Document segment:

#####

Wednesday, January 11, 2012

New Years Day: the morning after

"on your request, i compile a list
of my top five resolutions for this year
i declined 'cause i decided
that i do not believe in the new year anymore..."

-Los Campesinos

I woke up on New Years Day with a swollen eye and what looked an awful lot like injuries from trying to do a fireman’s spin on a dance floor pole that was not meant for fireman’s spins. I was surprised at how fine I was feeling. I wasn’t sick at all, despite drinking for almost twenty-four hours and watching the sun rise. I celebrated my fine feeling with a mimosa, and later on, a cocktail at the brunch place, Arnold’s, the we walked to with Eleanora and Cesar. Unfortunately, I soon realized that the reason why I wasn’t hungover was because I was still drunk. When the hangover finally hit at 2 PM, I went back to bed.


morning mojitos


breakfast ribs: Cesar and Joseph eat warthog ribs for breakfast. disturbingly, they sing keep singing Pumba's lines from the Lion King's "Hakuna Matata" as they eat.

#####

Extracted data:
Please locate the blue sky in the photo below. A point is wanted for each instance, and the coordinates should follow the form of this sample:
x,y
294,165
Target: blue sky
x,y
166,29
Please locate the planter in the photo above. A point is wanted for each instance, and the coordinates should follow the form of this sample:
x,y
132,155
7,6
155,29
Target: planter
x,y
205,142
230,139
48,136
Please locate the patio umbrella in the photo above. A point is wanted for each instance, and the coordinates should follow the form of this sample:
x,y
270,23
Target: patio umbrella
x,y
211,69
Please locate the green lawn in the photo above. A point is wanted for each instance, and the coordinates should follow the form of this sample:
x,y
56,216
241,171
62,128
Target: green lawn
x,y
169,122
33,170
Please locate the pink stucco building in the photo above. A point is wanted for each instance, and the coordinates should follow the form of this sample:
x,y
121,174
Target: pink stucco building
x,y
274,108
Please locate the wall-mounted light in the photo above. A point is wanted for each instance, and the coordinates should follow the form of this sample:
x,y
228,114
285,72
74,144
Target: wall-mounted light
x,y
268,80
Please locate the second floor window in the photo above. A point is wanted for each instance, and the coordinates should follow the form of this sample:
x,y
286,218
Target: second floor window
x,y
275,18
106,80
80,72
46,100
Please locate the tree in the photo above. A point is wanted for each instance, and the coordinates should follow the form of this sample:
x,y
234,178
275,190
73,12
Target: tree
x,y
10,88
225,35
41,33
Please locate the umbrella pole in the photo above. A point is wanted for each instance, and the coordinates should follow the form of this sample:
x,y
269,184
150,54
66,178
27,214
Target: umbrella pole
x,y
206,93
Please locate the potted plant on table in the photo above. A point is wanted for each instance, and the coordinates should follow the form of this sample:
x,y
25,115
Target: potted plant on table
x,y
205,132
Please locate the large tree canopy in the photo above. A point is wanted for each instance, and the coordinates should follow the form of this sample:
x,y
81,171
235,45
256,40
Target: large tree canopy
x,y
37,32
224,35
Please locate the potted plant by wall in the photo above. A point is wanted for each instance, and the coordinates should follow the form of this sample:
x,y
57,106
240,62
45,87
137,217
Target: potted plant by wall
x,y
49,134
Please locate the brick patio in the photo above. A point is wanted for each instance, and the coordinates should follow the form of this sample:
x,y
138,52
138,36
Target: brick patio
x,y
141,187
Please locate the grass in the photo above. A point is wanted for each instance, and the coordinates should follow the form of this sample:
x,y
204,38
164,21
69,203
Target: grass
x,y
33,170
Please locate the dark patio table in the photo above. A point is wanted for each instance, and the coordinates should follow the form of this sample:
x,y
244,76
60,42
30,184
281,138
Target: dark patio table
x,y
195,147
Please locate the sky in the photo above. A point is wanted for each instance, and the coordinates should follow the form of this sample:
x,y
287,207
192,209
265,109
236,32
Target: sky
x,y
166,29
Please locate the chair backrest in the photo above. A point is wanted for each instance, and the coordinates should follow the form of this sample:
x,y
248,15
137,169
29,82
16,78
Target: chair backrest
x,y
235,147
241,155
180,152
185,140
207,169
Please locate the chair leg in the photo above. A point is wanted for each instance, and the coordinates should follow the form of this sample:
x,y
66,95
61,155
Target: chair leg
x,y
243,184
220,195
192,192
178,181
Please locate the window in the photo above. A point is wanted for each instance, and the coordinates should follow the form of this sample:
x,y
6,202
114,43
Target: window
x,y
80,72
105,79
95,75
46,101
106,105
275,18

#####

Assigned task 1: For each statement, decide whether it agrees with the New Years Day blog post. Answer yes or no and quote the exact words of the post that decide it. (a) The writer woke up on New Years Day feeling sick. (b) The hangover arrived at 2 PM. (c) Cesar and Joseph ate warthog ribs for breakfast.
Assigned task 2: Resume the New Years Day blog post where its last sentence ends, and write a few more sentences in the same voice.
None of the data is needed for what comes next.

Final answer 1:
(a) No: "I wasn’t sick at all, despite drinking for almost twenty-four hours and watching the sun rise."
(b) Yes: "When the hangover finally hit at 2 PM, I went back to bed."
(c) Yes: "Cesar and Joseph eat warthog ribs for breakfast."

Final answer 2:
By the time I had slept it off, it was dinner time. Dean had wanted to go check out a gay burger joint called Beefcakes in Greenpoint. I think it is a brilliant concept. Glitter and burgers. Milkshakes and men in tank tops. Unfortunately, Dean was nowhere in sight and not answering any of our calls. We decided to go without him, with Joseph obliging us as the group’s only straight male once again. When we showed up at the Beefcakes, we found that Dean had not only decided to go to the restaurant without letting us know, but had also take our reservations that were under our name. We had to find new seats. This is typical Dean. I was not impressed.

Beefcakes was bumping, busy with burger eaters and waiters who were all incredibly in shape. Our table of girls (plus Joseph and Dean) had more females than all of other tables in the restaurant combined. The place was decorated with with a pink theme of fuzzy cowboy hats, feather boas, and general festivity. The menu offered items like Brokeback Burger, Macho Nachos, and an All "Gay" Breakfast. It also offered a body shot off the waiter of your choice for 200 rand. I did not take up this offer.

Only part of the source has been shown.